**Texte cité**:
« En 10 ans, le Réseau évangélique suisse (RES) a su trouver sa place et gagner la confiance de ses membres, des institutions et des médias, se réjouit Philippe Thueler, le secrétaire général de la FREE. Il joue un rôle spécifique que ni les fédérations d'Eglises, ni les Eglises locales ne peuvent jouer, notamment en terme de représentation des évangéliques et de réseautage. » Au moment où le RES fête ses dix ans, c'est bien son rôle de représentation des évangéliques qui est régulièrement souligné.
Le pasteur Norbert Valley a quitté la présidence du RES cette année. Il revient sur plusieurs aspects de l'évolution et du rôle de cette institution.
Comment le RES accompagne-t-il l'évolution des relations entre Eglises et Etat ?
En Suisse, les relations entre les Eglises et l’Etat sont de la compétence des cantons. Mais au plan suisse, les vis-à-vis de l’Etat sont des structures comme la Conférence des évêques suisses ou la Fédération des Eglises protestantes de Suisse (FEPS). Le Réseau évangélique suisse (RES) se place au même niveau que ces structures catholique et réformée.
Le système suisse est compliqué, puisque les relations Eglises-Etat et la laïcité sont vécues de manières différentes dans chaque canton. Ainsi, à Genève où le RES a son siège, une laïcité presque « à la française » donne au Réseau un statut comparable à celui de l’Eglise protestante de Genève (EPG, l’Eglise réformée historique).

**Exercice A**: Réécrivez les enregistrements en partant de la ligne contenant « In the photo below, where can the hazy » et en allant jusqu'à la ligne contenant « pixel 235 246 » incluse, en remplaçant « wooden bench » par « park bench » sans rien modifier d'autre. Laissez les images de côté dans votre réponse.
**Exercice B**: Rédigez la suite du texte sur le Réseau évangélique suisse.
Le texte sur le Réseau évangélique suisse et les enregistrements n'ont aucun lien entre eux.

**Données extraites**:
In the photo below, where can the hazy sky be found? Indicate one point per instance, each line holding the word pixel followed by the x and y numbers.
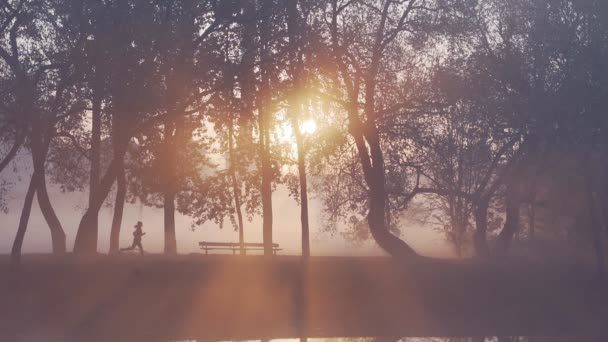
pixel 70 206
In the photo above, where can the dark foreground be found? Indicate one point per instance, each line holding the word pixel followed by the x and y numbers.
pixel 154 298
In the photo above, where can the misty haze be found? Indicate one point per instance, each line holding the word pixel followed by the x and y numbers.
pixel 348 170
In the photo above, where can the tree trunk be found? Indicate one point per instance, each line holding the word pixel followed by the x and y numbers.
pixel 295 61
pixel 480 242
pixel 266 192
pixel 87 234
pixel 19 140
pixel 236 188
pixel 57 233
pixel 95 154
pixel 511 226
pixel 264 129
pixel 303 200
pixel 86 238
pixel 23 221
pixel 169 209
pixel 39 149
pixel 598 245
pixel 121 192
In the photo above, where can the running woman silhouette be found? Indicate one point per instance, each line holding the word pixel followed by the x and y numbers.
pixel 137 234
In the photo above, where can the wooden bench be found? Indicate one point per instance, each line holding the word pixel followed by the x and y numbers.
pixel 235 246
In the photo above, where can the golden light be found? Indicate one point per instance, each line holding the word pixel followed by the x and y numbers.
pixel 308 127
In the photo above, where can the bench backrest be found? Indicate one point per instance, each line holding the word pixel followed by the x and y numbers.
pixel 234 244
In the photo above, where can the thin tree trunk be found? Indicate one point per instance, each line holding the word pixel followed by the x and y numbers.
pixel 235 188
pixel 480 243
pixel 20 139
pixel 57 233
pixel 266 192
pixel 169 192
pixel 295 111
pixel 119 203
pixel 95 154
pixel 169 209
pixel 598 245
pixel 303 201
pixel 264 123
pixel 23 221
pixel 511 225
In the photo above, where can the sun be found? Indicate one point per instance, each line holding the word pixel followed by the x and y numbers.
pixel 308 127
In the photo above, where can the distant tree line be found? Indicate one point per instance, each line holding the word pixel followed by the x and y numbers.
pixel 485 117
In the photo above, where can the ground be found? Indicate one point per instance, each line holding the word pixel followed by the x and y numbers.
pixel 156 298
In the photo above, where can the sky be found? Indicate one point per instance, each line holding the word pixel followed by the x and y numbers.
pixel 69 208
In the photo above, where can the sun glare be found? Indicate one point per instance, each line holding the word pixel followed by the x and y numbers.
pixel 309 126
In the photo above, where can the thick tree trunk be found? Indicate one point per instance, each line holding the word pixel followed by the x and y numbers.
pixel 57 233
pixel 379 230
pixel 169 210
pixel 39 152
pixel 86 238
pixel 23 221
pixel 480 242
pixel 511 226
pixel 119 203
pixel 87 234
---
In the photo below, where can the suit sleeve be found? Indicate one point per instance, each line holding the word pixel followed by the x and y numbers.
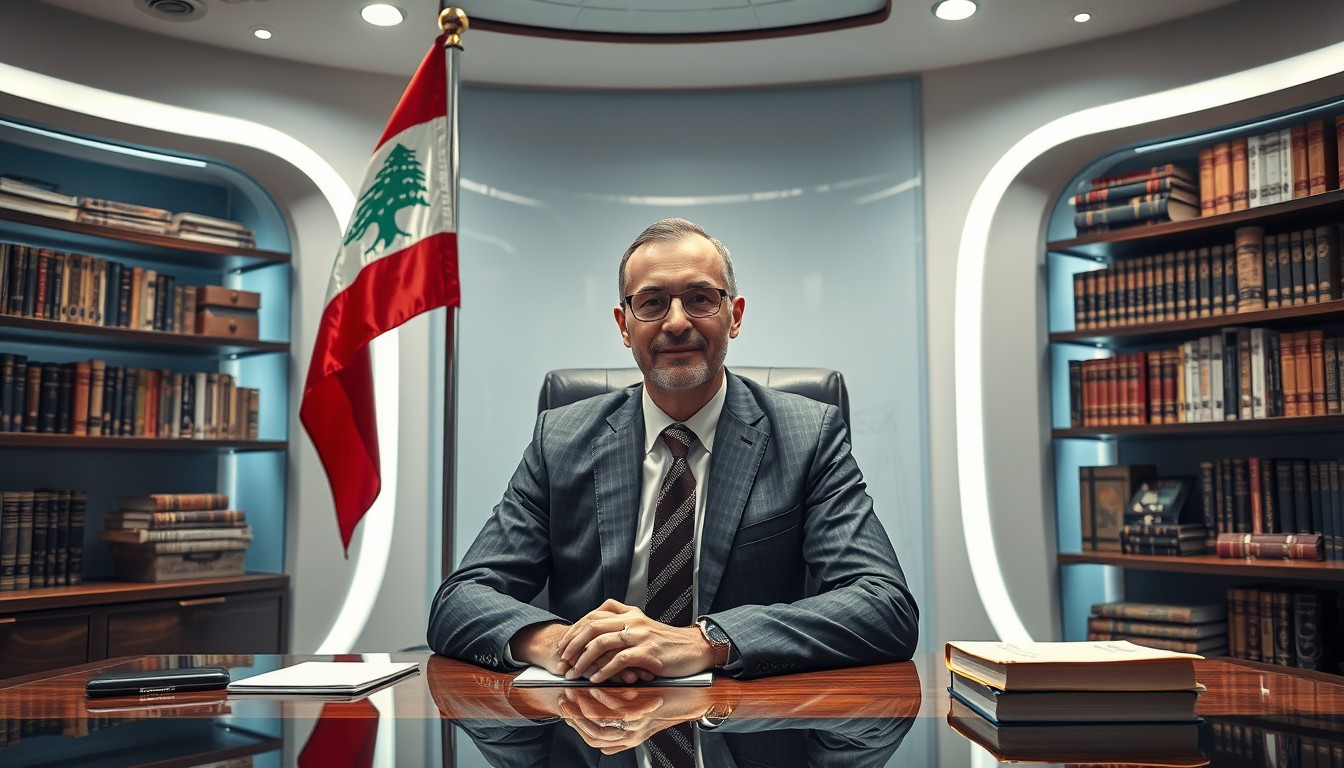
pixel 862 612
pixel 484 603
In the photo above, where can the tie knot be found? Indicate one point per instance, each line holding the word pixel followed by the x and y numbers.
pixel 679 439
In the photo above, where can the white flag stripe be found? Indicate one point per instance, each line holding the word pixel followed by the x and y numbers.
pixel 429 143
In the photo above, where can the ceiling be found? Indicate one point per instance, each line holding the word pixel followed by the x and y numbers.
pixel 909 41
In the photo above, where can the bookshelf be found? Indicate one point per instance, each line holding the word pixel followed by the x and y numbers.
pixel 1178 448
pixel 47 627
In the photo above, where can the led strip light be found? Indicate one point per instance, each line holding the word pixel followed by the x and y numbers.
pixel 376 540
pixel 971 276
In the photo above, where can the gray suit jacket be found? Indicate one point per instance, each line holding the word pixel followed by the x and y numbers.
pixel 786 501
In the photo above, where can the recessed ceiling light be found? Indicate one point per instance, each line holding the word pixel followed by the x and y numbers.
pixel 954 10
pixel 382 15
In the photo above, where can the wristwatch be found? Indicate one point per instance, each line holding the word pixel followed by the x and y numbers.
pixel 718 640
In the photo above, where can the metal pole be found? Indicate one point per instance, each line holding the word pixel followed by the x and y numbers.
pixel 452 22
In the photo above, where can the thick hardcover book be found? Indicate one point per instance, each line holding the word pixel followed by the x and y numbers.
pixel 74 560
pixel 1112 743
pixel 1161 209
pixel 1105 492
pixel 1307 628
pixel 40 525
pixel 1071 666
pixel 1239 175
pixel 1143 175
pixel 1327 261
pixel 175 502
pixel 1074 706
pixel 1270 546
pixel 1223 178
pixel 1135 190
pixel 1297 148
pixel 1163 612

**Résultat final A**:
In the photo below, where can the hazy sky be found? Indicate one point per instance, each line holding the word pixel followed by the x and y numbers.
pixel 70 206
In the photo above, where can the dark foreground be found? Indicate one point per instance, each line holding the word pixel followed by the x and y numbers.
pixel 154 298
In the photo above, where can the misty haze be found? Indicate one point per instance, each line holding the word pixel followed by the x and y numbers.
pixel 348 170
In the photo above, where can the tree trunk be found? Indicate one point per instance, each line holding the word pixel followed by the x and y numbers.
pixel 295 61
pixel 480 242
pixel 266 192
pixel 87 234
pixel 19 140
pixel 236 188
pixel 57 233
pixel 95 154
pixel 511 226
pixel 264 129
pixel 303 200
pixel 86 238
pixel 23 221
pixel 169 209
pixel 39 149
pixel 598 245
pixel 121 192
In the photo above, where can the running woman silhouette be found? Indicate one point per instance, each line holding the word pixel followed by the x and y numbers.
pixel 137 234
In the photo above, where can the park bench be found? Indicate one point per instance, each line holding the word pixel followed by the x and y numbers.
pixel 235 246

**Résultat final B**:
Le RES représente donc la plupart des évangéliques auprès des gouvernements cantonaux, mais aussi de la Confédération. C'est par exemple le cas lorsqu'il s'engage en faveur de la présence d'évangéliques à l'aumônerie militaire.
A quoi le RES sert-il ?
Depuis sa constitution en 2006, le RES n'a pas modifié ses buts. Héritier à la fois de l'ancienne Fédération romande d'Eglises et œuvres évangéliques et de l'Alliance évangélique romande, il regroupe des individus, des Eglises sans fédération ou seules en Suisse romande, ainsi que des Eglises affiliées par l'intermédiaire de leur propre fédération. Il est donc un lien fort entre évangéliques et réformés de sensibilité évangélique.
Les groupes de travail du RES, qui se sont multipliés ces dernières années, remplissent des tâches que les fédérations d'Eglises ne pourraient pas effectuer. Il porte une voix évangélique auprès des médias généralistes qui peinent à s'y retrouver parmi nos Eglises. Ainsi, ses communiqués sont de plus en plus repris. On remarque aussi que le nombre de citations du RES par les médias profanes a été multipliée par onze depuis 2007.
Mais il reste du travail dans le domaine de la communication, car la perception des évangéliques par les médias et la société ne correspond pas forcément à la réalité. Nous nous souvenons par exemple d'une certaine émission de la télévision qui prétendait que les pasteurs évangéliques étaient autoproclamés et sans formation théologique...
Le RES devient-il une sorte de super-fédération de fédérations d'Eglises ?
Le Réseau évangélique met en lien et représente, mais il ne remplace pas les fédérations d'Eglises. Il est une plate-forme d'échanges. Par exemple, il laisse aux fédérations, et plus précisément aux Eglises locales membres de ces fédérations, le rôle de proclamation de l'Evangile. Par contre, il peut aider les fédération à coordonner leurs efforts, notamment en qui concerne l'implantation de nouvelles Eglises.
De plus, le RES ne relie pas seulement des Eglises, mais aussi des œuvres. Il leur permet de dialoguer et de résoudre les conflits qui surgissent parfois.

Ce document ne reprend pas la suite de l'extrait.